Aim of the task>
Copy the data from the line containing "Exercise. For every instance of the parked" through the end, changing "parked car" to "parked truck" each time it occurs and keeping everything else the same.

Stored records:

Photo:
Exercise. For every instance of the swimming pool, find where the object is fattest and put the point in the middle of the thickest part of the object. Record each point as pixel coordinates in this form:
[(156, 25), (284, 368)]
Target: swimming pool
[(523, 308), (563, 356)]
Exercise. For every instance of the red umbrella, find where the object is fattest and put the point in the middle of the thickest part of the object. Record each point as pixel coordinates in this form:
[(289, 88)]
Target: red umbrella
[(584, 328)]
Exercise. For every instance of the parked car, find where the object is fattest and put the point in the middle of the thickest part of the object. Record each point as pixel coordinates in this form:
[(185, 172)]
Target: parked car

Solution to the problem>
Exercise. For every instance of the parked truck, find where the object is fattest and put the point in the middle of the thickest part of the object. Record each point as pixel coordinates in this form:
[(185, 172)]
Target: parked truck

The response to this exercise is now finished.